Recorded information:

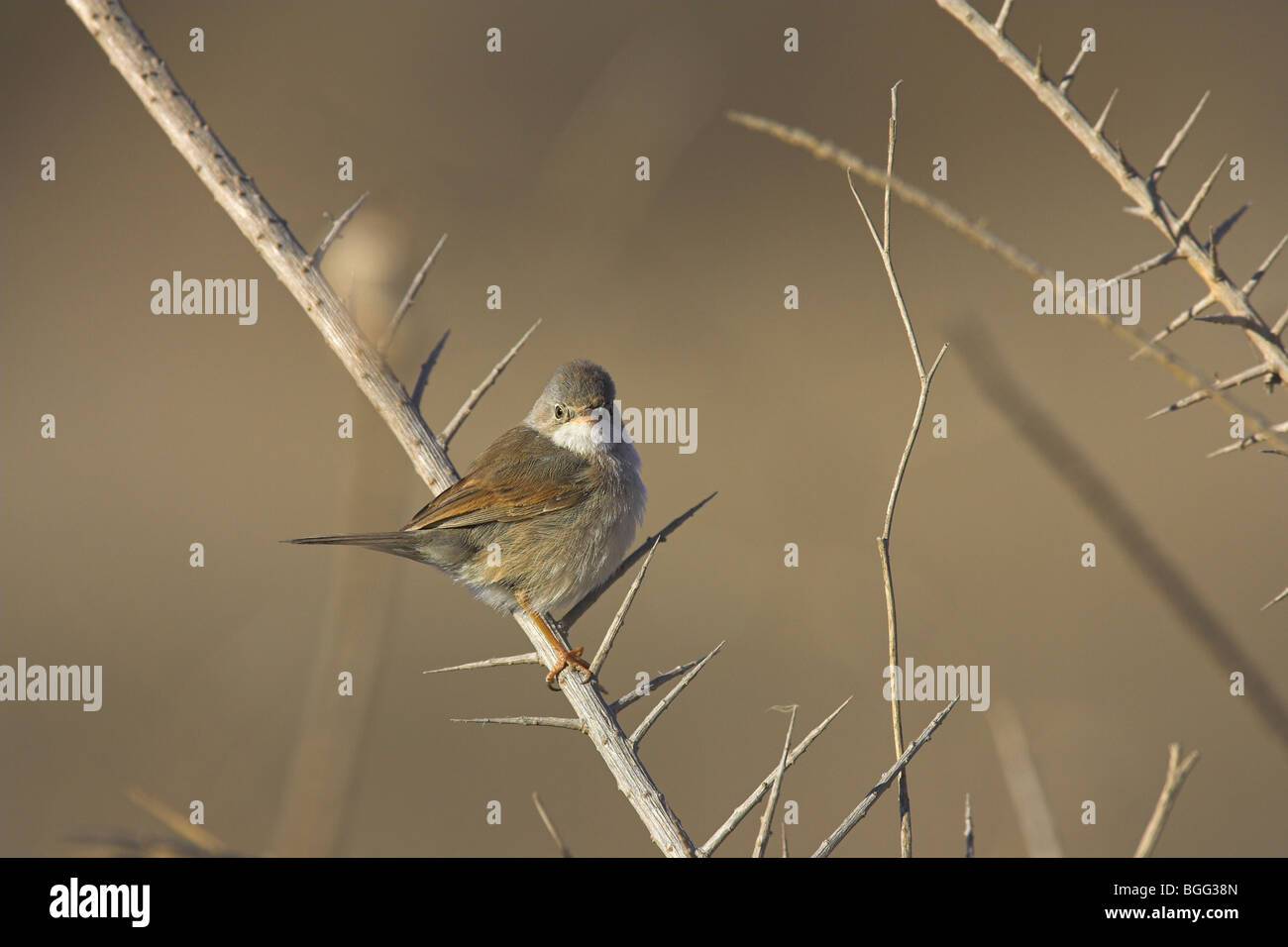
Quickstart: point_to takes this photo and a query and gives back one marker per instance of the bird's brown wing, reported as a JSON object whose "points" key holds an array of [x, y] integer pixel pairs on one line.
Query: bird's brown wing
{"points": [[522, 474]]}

==

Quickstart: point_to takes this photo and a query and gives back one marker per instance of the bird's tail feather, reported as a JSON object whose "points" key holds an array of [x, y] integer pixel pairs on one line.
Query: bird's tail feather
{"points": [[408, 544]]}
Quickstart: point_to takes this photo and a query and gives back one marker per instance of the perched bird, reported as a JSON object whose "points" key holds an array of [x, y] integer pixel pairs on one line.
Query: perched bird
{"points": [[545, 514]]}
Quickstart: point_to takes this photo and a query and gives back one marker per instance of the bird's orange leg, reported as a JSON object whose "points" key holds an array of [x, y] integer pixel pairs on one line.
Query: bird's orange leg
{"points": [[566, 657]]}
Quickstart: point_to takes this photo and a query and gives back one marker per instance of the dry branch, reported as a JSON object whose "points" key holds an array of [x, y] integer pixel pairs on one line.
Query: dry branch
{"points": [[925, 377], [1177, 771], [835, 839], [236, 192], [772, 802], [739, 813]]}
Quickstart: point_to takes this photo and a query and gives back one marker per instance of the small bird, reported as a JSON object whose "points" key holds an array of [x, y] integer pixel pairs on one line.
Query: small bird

---

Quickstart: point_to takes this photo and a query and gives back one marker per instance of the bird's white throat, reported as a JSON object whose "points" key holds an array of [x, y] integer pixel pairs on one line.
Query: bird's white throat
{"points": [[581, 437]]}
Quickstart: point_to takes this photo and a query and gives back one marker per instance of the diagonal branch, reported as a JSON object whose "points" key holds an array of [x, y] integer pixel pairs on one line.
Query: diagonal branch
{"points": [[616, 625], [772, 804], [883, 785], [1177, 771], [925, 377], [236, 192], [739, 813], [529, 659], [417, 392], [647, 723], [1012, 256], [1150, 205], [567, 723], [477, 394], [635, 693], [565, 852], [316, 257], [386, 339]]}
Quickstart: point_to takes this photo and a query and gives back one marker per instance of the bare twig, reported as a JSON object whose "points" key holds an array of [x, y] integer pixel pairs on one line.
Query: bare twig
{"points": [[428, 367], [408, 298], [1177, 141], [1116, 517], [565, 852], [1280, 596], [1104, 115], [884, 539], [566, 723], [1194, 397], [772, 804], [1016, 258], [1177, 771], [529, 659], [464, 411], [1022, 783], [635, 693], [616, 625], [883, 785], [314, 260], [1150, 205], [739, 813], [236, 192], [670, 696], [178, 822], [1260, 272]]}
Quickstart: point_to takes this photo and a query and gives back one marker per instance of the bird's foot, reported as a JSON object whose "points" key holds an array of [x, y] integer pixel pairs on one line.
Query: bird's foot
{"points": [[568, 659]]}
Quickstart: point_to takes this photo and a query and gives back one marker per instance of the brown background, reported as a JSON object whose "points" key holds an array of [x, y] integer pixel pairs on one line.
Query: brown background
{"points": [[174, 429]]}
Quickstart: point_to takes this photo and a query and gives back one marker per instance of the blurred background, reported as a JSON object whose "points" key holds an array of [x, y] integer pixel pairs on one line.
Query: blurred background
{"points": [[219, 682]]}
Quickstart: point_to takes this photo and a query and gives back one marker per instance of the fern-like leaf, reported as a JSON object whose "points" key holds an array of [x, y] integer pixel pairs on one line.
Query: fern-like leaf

Task to carry out: Across the listing above, in how many lines does the string "leaf" occur? Give the number only.

Your response: 2